■ Task directions:
Quote every line below exactly as it reads.

(Part of a data file)
==============================

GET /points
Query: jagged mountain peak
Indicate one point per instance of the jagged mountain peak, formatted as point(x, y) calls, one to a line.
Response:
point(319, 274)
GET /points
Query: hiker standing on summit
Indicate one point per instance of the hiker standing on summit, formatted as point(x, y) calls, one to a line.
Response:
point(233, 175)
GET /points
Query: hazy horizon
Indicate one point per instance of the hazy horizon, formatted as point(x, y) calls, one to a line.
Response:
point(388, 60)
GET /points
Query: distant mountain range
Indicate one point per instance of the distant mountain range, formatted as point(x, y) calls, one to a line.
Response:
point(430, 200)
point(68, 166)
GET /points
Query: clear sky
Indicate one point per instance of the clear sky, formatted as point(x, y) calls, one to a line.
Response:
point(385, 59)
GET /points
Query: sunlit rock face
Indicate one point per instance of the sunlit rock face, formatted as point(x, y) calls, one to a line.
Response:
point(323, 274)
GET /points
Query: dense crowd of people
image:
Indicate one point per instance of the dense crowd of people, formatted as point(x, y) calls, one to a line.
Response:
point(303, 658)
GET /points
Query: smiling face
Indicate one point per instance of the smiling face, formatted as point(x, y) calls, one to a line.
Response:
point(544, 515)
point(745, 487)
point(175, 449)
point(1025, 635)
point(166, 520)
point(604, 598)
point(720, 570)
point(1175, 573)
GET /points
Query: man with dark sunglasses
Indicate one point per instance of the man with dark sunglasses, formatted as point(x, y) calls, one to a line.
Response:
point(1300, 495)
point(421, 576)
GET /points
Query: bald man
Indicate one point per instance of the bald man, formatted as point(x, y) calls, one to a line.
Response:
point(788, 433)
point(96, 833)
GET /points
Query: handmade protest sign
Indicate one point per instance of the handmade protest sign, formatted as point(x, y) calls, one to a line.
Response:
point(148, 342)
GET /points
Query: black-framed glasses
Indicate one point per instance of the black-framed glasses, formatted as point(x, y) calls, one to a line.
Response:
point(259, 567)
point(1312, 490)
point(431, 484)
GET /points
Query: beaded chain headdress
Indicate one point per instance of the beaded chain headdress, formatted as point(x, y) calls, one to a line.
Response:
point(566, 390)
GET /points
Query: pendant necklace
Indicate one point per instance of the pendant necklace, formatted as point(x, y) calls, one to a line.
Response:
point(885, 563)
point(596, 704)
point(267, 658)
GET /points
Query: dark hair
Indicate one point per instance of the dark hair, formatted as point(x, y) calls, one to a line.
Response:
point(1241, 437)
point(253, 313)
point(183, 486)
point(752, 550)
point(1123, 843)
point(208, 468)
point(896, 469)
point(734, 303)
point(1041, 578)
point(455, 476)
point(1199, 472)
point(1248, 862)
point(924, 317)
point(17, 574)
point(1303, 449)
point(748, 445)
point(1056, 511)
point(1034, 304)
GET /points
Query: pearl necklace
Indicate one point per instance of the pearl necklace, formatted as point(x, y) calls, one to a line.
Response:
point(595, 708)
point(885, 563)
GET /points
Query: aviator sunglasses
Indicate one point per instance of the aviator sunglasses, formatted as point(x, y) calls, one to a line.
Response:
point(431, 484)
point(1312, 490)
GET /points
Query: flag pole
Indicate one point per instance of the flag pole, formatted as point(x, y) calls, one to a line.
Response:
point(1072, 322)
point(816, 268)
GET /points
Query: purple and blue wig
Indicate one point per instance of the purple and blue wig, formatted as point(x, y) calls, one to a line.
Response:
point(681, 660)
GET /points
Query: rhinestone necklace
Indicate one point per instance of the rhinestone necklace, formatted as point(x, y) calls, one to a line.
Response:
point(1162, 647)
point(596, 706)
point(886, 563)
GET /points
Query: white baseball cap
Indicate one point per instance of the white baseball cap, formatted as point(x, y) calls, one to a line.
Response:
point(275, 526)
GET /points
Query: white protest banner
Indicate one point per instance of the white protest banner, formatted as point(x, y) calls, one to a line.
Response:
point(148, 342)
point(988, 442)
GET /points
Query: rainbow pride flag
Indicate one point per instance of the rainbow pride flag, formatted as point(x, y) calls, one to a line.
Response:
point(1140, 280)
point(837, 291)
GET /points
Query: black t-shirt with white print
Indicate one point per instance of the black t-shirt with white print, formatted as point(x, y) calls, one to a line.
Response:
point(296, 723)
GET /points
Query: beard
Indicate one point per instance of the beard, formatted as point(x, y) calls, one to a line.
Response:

==============================

■ Answer to the problem:
GET /points
Query: jagged mountain peak
Indicate one point per instance of the jagged mountain peak, formatted as point(x, y) calls, one to a line.
Response:
point(319, 274)
GET /points
Query: hiker standing on summit
Indicate one point per instance of the hiker standing on summit, formatted as point(x, y) calls, one to a line.
Response:
point(233, 175)
GET /points
Query: hazy horizon
Indicate one point per instance of the hazy horizon, formatted as point(x, y) calls, one to a line.
Response:
point(388, 60)
GET /points
Query: distant mountain range
Indicate one point per instance of the distant mountain range, formatted as point(x, y) calls, one to a line.
Response:
point(430, 200)
point(68, 166)
GET /points
Query: clear sky
Indicate one point per instance of the clear sky, formatted as point(x, y) calls, one to a line.
Response:
point(385, 59)
GET /points
Query: sunlit rock face
Indicate one point per instance of the sunlit rock face, formatted as point(x, y) calls, one to a line.
Response:
point(323, 274)
GET /points
Query: dense crowd of people
image:
Indicate one point per instance of the dense crowd of people, formatted as point(x, y) calls, one to a line.
Response:
point(303, 658)
GET /points
Query: smiling face
Indicate one point per instance of the smiling face, formatted as point(x, y) calls, one to a line.
Response:
point(544, 515)
point(745, 487)
point(175, 449)
point(1025, 635)
point(166, 520)
point(604, 598)
point(720, 570)
point(1175, 573)
GET /points
Query: man with dark sunglasses
Indicate one point per instance of the man with dark sunglasses, formatted as point(x, y) calls, one to a line.
Response:
point(1300, 495)
point(421, 576)
GET /points
Query: bald man
Indicate one point per instance of the bald man, formatted as point(x, y) calls, one to a line.
Response:
point(788, 433)
point(96, 833)
GET /points
Query: handmade protest sign
Indicate one point per instance of the handmade protest sign, formatted as point(x, y) calls, one to a line.
Response:
point(148, 342)
GET /points
Query: black-framed glasses
Indicate one point per instance of the black-framed glasses, formatted as point(x, y) calls, one to a line.
Response:
point(259, 567)
point(1312, 490)
point(431, 484)
GET /points
Query: beaded chain headdress
Indicate one point per instance of the beaded chain headdress, formatted as point(x, y) calls, one to a line.
Response:
point(566, 390)
GET /points
Query: pendant necklace
Indicate one point per instance of the pendant necklace, formatted as point(x, y) calls, one to a line.
Response:
point(885, 563)
point(596, 704)
point(267, 658)
GET /points
Query: dark hair
Indicate one point per instance of the dark hair, formatted as point(x, y) calls, one to a line.
Response:
point(1241, 437)
point(253, 313)
point(183, 486)
point(752, 550)
point(1123, 843)
point(208, 468)
point(896, 469)
point(734, 303)
point(1041, 578)
point(455, 476)
point(1199, 472)
point(1248, 862)
point(924, 317)
point(17, 574)
point(1303, 449)
point(748, 445)
point(1056, 511)
point(1034, 304)
GET /points
Query: pearl necklace
Indicate one point per instance of the pearl necklace, formatted as point(x, y) calls, one to a line.
Response:
point(595, 708)
point(885, 563)
GET /points
Query: aviator sunglasses
Indicate one point per instance of the aviator sunglasses, formatted as point(x, y) calls, one to a line.
Response:
point(431, 484)
point(1312, 490)
GET /points
Query: flag pole
Indicate one point per instance of the flag pole, formatted as point(x, y) calls, one to a line.
Response:
point(1072, 322)
point(816, 268)
GET /points
Query: purple and blue wig
Indicate one point per instance of the purple and blue wig, formatted as point(x, y) calls, one to a line.
Response:
point(681, 660)
GET /points
Query: rhinestone necklace
Indicate one point per instance of the rhinestone necklace, formatted as point(x, y) calls, one to a line.
Response:
point(1162, 647)
point(596, 706)
point(886, 563)
GET /points
Query: white baseball cap
Indicate one point per instance of the white baseball cap, formatted as point(x, y) calls, one to a line.
Response:
point(275, 526)
GET /points
Query: white protest banner
Indicate one point per instance of the white protest banner, formatted as point(x, y) calls, one to a line.
Response:
point(148, 342)
point(988, 442)
GET /points
Query: rainbow pride flag
Indicate one point per instance of the rainbow pride flag, formatted as point(x, y) calls, one to a line.
Response:
point(1140, 280)
point(837, 291)
GET /points
Query: black t-shirt with white print
Indicate one point per instance of the black t-shirt with white print, formatted as point(x, y) calls, one to a line.
Response:
point(296, 723)
GET /points
Query: beard
Indicate one point per instance of the beard, formatted as point(x, y) calls, one to a line.
Response:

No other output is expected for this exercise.